- [SOURCE DATA]
________

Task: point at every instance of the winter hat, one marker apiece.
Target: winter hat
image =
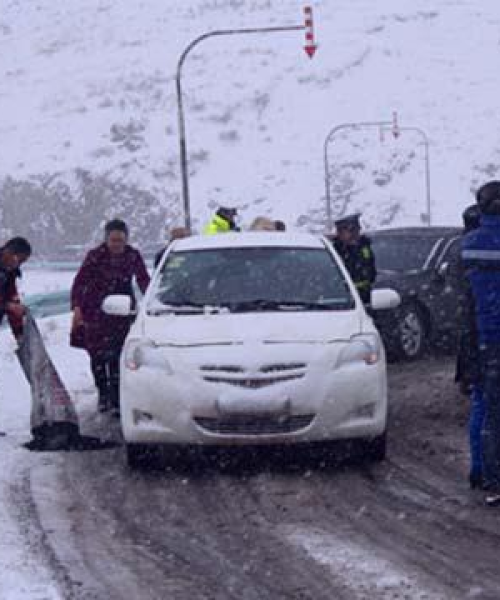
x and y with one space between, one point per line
116 225
471 217
488 198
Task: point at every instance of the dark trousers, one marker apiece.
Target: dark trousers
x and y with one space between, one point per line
476 421
106 371
490 361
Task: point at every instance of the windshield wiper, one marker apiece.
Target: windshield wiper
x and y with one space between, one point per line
275 305
181 308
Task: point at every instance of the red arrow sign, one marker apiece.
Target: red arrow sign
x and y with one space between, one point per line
310 46
396 132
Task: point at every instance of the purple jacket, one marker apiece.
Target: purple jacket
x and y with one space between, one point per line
103 274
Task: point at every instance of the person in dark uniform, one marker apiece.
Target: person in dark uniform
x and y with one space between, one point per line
468 371
355 250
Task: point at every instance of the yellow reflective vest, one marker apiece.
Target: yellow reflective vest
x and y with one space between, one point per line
217 225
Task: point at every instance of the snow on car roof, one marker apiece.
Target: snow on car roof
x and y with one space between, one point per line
248 240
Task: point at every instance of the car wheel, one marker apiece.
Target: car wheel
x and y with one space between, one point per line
375 449
141 456
411 332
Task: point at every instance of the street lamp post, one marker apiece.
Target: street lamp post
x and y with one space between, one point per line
182 122
382 125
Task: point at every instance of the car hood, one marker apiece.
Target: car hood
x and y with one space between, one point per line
227 329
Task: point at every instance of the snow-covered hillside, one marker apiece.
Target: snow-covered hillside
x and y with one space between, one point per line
88 122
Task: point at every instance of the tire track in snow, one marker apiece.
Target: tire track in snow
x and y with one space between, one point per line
361 568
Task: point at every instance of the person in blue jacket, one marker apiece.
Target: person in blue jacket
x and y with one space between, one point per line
481 259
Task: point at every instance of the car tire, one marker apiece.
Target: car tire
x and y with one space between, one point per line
141 456
375 449
410 333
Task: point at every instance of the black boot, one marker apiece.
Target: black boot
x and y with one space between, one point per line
114 385
101 378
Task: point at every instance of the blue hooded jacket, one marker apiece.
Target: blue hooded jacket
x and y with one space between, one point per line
481 259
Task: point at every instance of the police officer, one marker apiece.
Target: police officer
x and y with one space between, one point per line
223 221
356 252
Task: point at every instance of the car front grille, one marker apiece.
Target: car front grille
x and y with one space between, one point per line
253 383
266 375
254 425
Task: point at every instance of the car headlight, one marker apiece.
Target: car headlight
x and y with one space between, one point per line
364 348
144 353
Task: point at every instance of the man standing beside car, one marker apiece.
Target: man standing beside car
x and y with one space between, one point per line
481 257
356 252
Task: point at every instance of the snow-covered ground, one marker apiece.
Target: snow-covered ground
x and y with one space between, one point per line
45 281
22 575
89 84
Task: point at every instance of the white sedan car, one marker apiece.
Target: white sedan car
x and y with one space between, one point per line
252 338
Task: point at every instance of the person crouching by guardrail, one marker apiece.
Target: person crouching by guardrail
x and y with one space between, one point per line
108 269
12 255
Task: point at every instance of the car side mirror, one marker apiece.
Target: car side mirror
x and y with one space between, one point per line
117 305
442 271
385 299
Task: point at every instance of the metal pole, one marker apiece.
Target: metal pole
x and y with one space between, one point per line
180 107
425 139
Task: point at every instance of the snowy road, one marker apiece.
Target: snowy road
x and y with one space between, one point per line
259 528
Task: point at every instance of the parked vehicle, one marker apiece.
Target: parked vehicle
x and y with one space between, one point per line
252 338
417 262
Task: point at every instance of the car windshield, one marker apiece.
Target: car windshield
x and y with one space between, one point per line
250 280
401 253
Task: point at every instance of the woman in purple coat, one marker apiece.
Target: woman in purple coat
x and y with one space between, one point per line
108 269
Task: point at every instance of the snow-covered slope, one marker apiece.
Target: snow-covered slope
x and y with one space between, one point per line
88 121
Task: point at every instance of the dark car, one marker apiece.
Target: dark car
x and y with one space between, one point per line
421 264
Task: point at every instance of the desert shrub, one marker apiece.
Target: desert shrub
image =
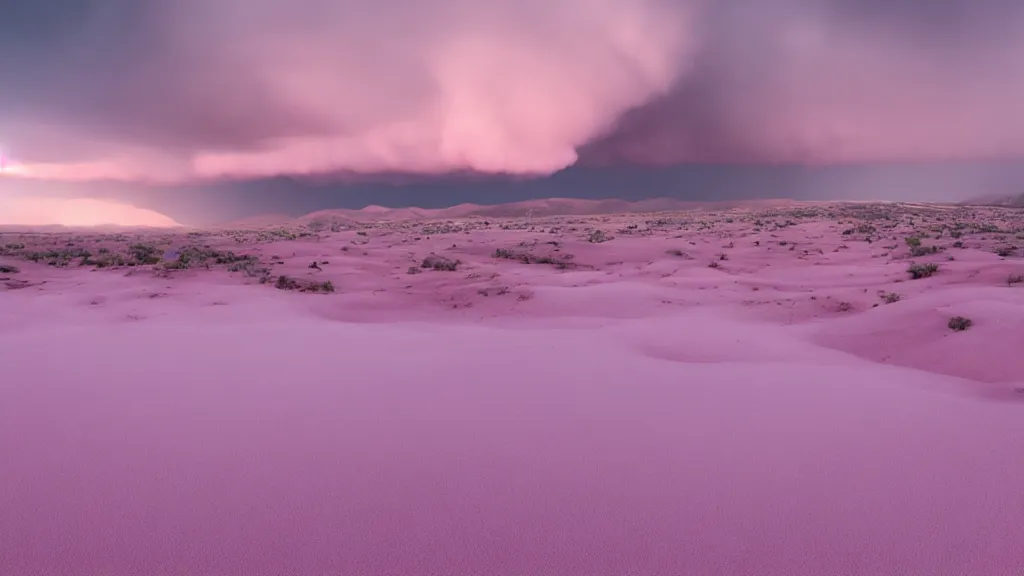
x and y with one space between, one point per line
958 323
923 271
143 253
326 287
527 258
919 250
439 263
287 283
891 297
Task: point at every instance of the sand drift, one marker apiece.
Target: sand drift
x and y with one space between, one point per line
747 392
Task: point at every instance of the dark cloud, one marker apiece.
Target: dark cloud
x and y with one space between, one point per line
207 87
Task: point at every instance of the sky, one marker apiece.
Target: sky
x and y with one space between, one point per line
189 92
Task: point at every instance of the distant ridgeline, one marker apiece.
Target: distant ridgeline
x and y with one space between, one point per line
206 203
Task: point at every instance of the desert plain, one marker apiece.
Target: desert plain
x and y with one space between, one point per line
791 389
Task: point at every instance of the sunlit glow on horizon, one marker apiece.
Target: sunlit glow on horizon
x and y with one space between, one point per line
77 212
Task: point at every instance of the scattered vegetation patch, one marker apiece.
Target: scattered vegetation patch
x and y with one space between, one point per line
919 250
562 262
144 253
923 271
439 263
890 297
958 323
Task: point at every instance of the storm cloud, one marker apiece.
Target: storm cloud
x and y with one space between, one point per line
193 89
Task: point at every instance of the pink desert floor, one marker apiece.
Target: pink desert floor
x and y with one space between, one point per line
760 391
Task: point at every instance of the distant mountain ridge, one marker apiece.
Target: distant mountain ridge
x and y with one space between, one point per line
1010 201
527 208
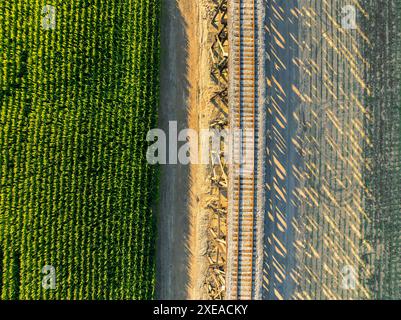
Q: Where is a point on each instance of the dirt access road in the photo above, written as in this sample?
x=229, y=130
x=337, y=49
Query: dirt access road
x=183, y=72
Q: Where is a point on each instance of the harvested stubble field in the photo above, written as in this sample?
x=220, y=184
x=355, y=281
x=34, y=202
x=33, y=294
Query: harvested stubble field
x=76, y=191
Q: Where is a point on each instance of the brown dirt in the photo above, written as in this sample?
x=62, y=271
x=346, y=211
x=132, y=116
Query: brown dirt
x=184, y=190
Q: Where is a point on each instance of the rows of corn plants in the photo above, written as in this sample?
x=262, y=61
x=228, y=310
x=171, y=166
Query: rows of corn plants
x=77, y=97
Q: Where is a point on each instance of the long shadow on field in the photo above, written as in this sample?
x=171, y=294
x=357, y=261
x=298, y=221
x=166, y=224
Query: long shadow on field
x=173, y=218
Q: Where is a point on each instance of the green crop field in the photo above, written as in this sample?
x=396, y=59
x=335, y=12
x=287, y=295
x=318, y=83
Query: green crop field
x=78, y=93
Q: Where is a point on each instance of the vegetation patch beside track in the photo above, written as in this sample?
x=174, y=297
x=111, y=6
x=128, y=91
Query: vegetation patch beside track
x=76, y=101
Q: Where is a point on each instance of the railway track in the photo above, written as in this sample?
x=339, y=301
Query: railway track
x=243, y=230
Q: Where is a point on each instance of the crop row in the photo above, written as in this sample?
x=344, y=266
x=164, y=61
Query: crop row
x=76, y=191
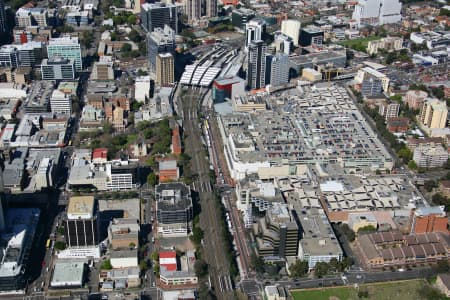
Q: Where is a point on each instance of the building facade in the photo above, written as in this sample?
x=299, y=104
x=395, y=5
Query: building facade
x=66, y=47
x=256, y=65
x=165, y=69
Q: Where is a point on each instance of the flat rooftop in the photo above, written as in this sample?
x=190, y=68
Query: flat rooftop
x=81, y=207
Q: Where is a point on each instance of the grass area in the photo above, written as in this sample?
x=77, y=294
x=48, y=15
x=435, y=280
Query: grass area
x=359, y=44
x=399, y=290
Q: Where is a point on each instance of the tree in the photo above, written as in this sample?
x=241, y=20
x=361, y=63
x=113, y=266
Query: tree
x=442, y=266
x=412, y=165
x=152, y=179
x=106, y=265
x=131, y=20
x=201, y=268
x=321, y=269
x=125, y=48
x=299, y=268
x=429, y=185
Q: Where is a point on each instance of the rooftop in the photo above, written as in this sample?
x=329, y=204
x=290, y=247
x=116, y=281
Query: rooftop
x=81, y=207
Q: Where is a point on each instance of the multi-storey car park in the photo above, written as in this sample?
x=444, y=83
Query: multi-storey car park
x=318, y=125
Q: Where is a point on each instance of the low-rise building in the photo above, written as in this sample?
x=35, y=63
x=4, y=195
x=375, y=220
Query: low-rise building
x=68, y=274
x=124, y=258
x=430, y=157
x=443, y=283
x=168, y=170
x=429, y=219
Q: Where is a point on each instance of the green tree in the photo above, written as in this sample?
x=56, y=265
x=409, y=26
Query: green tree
x=125, y=48
x=106, y=265
x=152, y=179
x=131, y=20
x=412, y=165
x=299, y=268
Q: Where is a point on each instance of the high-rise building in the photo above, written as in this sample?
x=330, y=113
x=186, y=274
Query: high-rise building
x=434, y=114
x=211, y=8
x=429, y=219
x=58, y=68
x=277, y=69
x=3, y=24
x=311, y=35
x=193, y=9
x=291, y=28
x=256, y=65
x=240, y=17
x=164, y=69
x=9, y=56
x=377, y=12
x=30, y=54
x=66, y=47
x=154, y=15
x=81, y=224
x=160, y=40
x=254, y=31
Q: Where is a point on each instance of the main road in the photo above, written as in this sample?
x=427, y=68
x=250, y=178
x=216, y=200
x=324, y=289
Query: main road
x=188, y=102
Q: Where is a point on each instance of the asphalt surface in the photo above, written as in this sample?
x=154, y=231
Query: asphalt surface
x=188, y=104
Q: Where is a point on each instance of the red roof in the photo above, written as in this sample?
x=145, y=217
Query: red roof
x=100, y=153
x=168, y=260
x=168, y=254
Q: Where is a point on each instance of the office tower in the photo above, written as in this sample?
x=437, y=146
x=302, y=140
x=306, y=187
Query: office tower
x=164, y=69
x=377, y=12
x=256, y=65
x=3, y=24
x=240, y=17
x=81, y=224
x=254, y=31
x=9, y=56
x=283, y=43
x=159, y=41
x=58, y=68
x=30, y=54
x=154, y=15
x=211, y=8
x=291, y=28
x=66, y=47
x=311, y=35
x=277, y=69
x=193, y=9
x=434, y=114
x=174, y=209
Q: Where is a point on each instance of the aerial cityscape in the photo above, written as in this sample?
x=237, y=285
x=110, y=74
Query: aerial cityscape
x=224, y=149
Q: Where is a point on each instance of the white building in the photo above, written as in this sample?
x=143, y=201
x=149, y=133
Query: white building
x=430, y=156
x=291, y=28
x=142, y=88
x=60, y=102
x=124, y=258
x=377, y=12
x=254, y=31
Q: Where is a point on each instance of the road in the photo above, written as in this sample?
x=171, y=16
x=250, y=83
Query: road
x=188, y=103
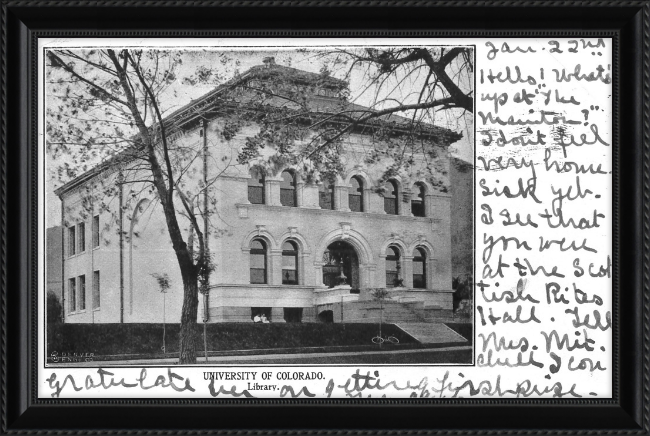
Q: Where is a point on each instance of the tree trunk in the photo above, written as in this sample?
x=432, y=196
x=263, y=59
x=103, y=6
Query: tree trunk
x=187, y=337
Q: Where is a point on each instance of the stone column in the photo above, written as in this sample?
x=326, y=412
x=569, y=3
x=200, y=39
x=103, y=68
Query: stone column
x=405, y=203
x=407, y=271
x=272, y=192
x=341, y=194
x=367, y=192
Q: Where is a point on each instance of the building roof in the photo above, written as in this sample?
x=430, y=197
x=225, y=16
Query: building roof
x=317, y=104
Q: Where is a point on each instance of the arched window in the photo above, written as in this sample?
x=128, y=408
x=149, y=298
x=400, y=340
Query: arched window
x=392, y=267
x=288, y=189
x=391, y=198
x=326, y=195
x=417, y=201
x=258, y=261
x=419, y=268
x=355, y=194
x=256, y=186
x=289, y=263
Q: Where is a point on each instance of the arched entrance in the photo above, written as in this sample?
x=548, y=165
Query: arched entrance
x=340, y=265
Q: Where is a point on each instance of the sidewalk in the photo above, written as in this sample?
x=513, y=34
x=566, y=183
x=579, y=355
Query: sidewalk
x=296, y=358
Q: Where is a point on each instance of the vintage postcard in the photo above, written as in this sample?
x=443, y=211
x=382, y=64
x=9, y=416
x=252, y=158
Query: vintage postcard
x=288, y=218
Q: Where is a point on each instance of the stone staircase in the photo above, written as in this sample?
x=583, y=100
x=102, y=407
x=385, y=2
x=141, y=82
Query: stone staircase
x=394, y=312
x=431, y=333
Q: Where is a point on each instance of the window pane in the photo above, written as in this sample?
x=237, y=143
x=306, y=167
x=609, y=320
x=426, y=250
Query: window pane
x=96, y=231
x=390, y=206
x=287, y=197
x=392, y=252
x=258, y=261
x=257, y=245
x=326, y=197
x=82, y=237
x=72, y=294
x=258, y=276
x=289, y=246
x=82, y=292
x=417, y=208
x=256, y=187
x=96, y=292
x=289, y=261
x=287, y=180
x=72, y=241
x=391, y=279
x=289, y=277
x=256, y=194
x=355, y=203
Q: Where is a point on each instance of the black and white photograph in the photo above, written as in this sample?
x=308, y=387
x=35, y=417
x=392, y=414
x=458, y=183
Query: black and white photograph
x=259, y=205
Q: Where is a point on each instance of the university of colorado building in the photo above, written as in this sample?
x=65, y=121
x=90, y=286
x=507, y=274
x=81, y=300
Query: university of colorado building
x=291, y=248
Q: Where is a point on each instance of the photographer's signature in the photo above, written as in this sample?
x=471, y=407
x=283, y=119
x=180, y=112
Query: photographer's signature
x=57, y=357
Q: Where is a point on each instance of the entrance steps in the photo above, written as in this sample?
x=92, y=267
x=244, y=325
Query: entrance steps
x=431, y=333
x=393, y=312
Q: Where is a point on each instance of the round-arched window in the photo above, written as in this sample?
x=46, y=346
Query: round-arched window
x=392, y=267
x=355, y=194
x=288, y=189
x=256, y=186
x=289, y=263
x=258, y=261
x=419, y=268
x=417, y=201
x=391, y=198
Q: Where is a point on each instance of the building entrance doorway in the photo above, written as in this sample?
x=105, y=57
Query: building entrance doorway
x=340, y=265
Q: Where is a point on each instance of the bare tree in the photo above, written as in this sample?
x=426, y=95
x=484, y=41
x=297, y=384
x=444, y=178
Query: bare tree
x=108, y=113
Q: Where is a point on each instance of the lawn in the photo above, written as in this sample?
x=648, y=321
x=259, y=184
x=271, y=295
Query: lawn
x=147, y=339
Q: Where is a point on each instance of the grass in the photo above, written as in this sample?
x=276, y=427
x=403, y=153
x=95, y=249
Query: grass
x=139, y=339
x=466, y=330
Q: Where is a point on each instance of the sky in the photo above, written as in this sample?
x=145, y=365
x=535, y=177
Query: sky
x=227, y=63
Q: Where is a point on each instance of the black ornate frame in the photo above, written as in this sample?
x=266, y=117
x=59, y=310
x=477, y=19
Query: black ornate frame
x=627, y=21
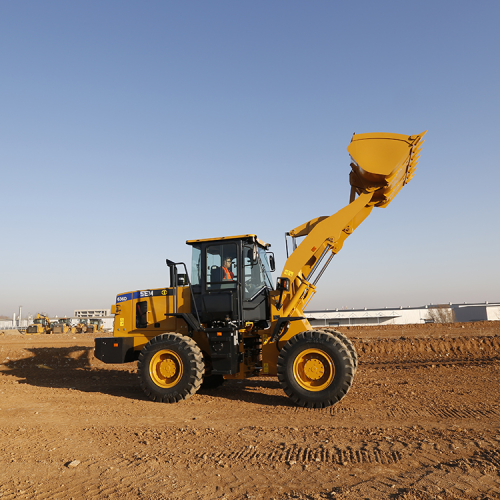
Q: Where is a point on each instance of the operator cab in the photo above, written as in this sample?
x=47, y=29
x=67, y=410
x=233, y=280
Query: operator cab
x=231, y=280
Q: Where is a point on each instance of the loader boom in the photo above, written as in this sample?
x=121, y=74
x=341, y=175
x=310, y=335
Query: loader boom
x=381, y=165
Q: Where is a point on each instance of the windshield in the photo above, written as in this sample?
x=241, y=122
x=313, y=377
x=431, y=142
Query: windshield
x=257, y=274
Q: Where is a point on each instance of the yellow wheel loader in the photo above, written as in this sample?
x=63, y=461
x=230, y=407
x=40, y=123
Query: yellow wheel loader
x=227, y=321
x=94, y=326
x=41, y=325
x=63, y=325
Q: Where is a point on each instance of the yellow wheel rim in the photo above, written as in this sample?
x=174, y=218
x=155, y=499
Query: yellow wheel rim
x=165, y=368
x=314, y=370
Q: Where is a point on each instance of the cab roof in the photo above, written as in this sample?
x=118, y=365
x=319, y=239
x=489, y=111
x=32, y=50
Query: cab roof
x=252, y=237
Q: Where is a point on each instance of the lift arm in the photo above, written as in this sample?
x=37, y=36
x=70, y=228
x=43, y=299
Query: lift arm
x=381, y=165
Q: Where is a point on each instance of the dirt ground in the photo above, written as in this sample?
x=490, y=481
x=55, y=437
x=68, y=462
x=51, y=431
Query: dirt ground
x=422, y=421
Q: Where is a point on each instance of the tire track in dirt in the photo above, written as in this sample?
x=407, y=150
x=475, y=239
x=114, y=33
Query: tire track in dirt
x=304, y=455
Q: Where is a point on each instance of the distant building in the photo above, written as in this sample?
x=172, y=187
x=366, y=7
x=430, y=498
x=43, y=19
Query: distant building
x=91, y=313
x=402, y=315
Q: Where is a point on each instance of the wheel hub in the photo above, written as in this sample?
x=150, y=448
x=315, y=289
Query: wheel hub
x=166, y=368
x=314, y=369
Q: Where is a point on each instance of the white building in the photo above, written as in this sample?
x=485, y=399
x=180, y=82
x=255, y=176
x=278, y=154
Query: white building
x=401, y=315
x=91, y=313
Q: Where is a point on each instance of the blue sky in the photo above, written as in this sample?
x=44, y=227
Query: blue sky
x=130, y=127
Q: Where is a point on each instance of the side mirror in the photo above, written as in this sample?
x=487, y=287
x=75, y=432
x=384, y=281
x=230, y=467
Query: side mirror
x=272, y=264
x=283, y=284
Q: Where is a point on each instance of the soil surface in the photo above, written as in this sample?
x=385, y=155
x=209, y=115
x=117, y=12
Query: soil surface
x=422, y=421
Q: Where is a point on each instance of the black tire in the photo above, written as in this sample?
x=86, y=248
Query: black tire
x=347, y=342
x=315, y=369
x=170, y=368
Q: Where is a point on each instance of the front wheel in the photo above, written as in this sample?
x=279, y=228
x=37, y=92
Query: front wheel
x=315, y=369
x=170, y=368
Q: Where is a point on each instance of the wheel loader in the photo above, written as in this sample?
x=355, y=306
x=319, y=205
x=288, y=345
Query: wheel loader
x=62, y=326
x=41, y=325
x=226, y=320
x=94, y=325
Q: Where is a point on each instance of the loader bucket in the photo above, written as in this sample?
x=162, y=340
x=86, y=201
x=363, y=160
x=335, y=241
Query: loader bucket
x=382, y=164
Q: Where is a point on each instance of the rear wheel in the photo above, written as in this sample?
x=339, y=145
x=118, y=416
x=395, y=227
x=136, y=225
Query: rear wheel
x=315, y=369
x=170, y=368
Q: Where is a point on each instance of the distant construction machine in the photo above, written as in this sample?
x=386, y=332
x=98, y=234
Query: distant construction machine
x=63, y=325
x=228, y=322
x=41, y=325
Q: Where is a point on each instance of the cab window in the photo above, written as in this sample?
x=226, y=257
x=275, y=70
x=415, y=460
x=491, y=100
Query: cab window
x=222, y=266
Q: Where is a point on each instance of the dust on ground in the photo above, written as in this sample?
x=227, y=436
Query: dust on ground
x=422, y=421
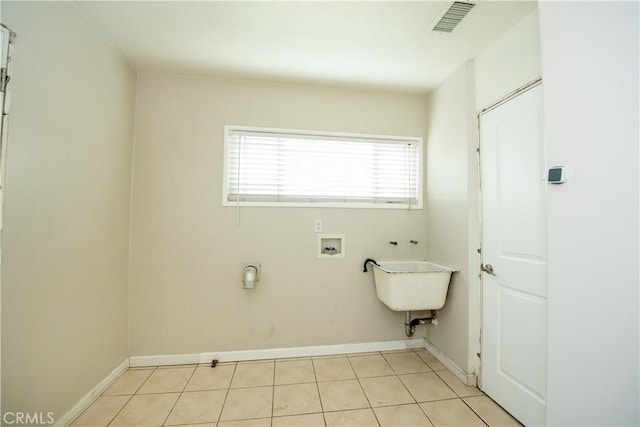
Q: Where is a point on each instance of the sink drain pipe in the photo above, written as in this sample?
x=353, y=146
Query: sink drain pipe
x=410, y=325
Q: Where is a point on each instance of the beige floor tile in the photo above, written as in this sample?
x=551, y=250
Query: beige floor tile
x=146, y=410
x=342, y=395
x=430, y=360
x=427, y=387
x=458, y=386
x=490, y=412
x=253, y=375
x=359, y=417
x=248, y=403
x=401, y=416
x=251, y=362
x=197, y=407
x=450, y=413
x=385, y=391
x=333, y=369
x=296, y=399
x=197, y=425
x=129, y=382
x=208, y=378
x=294, y=372
x=256, y=422
x=101, y=412
x=370, y=366
x=307, y=420
x=406, y=362
x=167, y=380
x=328, y=356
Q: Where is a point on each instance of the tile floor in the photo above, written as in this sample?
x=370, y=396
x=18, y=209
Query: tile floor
x=398, y=388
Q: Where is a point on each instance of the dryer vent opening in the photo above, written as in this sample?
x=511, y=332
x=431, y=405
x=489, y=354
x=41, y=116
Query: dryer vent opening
x=452, y=16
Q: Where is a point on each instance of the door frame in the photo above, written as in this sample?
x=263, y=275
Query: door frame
x=4, y=118
x=476, y=273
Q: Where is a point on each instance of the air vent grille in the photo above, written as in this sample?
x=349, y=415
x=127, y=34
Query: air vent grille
x=452, y=17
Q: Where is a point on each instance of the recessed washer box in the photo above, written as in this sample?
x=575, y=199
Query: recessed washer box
x=331, y=245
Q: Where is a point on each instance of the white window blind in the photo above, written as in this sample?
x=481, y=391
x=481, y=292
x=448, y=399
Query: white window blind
x=298, y=168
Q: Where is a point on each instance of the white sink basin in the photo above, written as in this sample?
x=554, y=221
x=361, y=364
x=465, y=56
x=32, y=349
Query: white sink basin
x=412, y=285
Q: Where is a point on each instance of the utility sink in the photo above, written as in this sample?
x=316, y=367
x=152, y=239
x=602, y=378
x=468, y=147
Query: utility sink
x=412, y=285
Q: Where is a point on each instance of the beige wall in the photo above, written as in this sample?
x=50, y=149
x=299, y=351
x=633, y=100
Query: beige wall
x=450, y=122
x=65, y=237
x=186, y=249
x=452, y=172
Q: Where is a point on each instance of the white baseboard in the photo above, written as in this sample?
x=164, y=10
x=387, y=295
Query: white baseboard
x=468, y=378
x=273, y=353
x=88, y=398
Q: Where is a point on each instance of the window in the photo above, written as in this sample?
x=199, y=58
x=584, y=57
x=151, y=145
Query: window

________

- [WHAT TO DO] Give the count of lines in the listing that contain the word "woman". No explanation is wanted.

- [WRITTEN SOLUTION] 2